**What to work on**
**a)** According to the La Bigarrade review, how much does the single daily menu cost?
**b)** From the La Bigarrade review, set down word for word the part that opens with the words containing "To start the" and closes with "that special. Good.".

**Given text**
Posts Tagged ‘Pierre Gagnaire’

La Bigarrade, Paris

février 3, 2010

La Bigarrade is conceptually somewhere between L’Astrance, the “bistronomique” movement and Pierre Gagnaire. There is only one menu here every day, priced at a very friendly €65, hence the resemblance to Barbot’s concept. One doesn’t know what is served until one gets it, which is also similar to what happens at L’Astrance, but what really is different here, is the daily menu change. Whilst a Barbot menu will pretty much always include at least the foie gras/mushroom dish, and a shot as amuse, will follow a certain form, a meal here is never like another. The “bistronomiques” come to mind, as this is a very simple setting, in a not so posh area, with only 18 covers at most. Hence, one should book well in advance, as tables go as quickly as they are freed. Finally, Gagnaire’s influence is most prominent on the plate. Christophe Pele worked with the master, and likes to serve a number of little impressions, working with textures, contrasting flavours, temperatures and colours to make the dining experience a very entertaining and engaging one.

Wine-wise, we tried a very good white Loire wine as an apero, and then drank a fantastic 1997, Andre Beaufort Brut Polisy, which evolved and changed its character throughout the whole meal (for the better that is). Later on, we had a lovely St Joseph, whose producer and vintage I didn’t write down. To finish the evening, we were offered a few glasses of a stunning Greek ice wine. The wine list is not overpriced and features only natural wines, all very well selected as it seems.

Beaufort

To start the meal, and this seems to be the only common thing with all diners, one gets a focaccia with olive oil. This is pleasant, but not really that special. Good.

Amuse

Next up were deep-fried moscardini, or little poulpes, with some grilled lemon. This was already a very enjoyable start. The meat’s texture was firm, and juicy, whilst the coating was deliciously crunchy. Such food just is great to eat, and is very good.

**Records supplied**

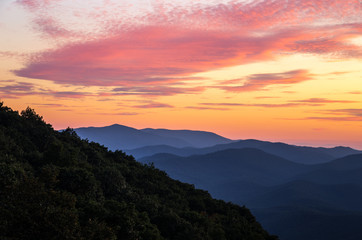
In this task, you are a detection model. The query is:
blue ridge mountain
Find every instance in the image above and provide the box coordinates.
[74,124,232,150]
[126,139,362,164]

**Solutions to the exercise**
**a)** €65.

**b)**
To start the meal, and this seems to be the only common thing with all diners, one gets a focaccia with olive oil. This is pleasant, but not really that special. Good.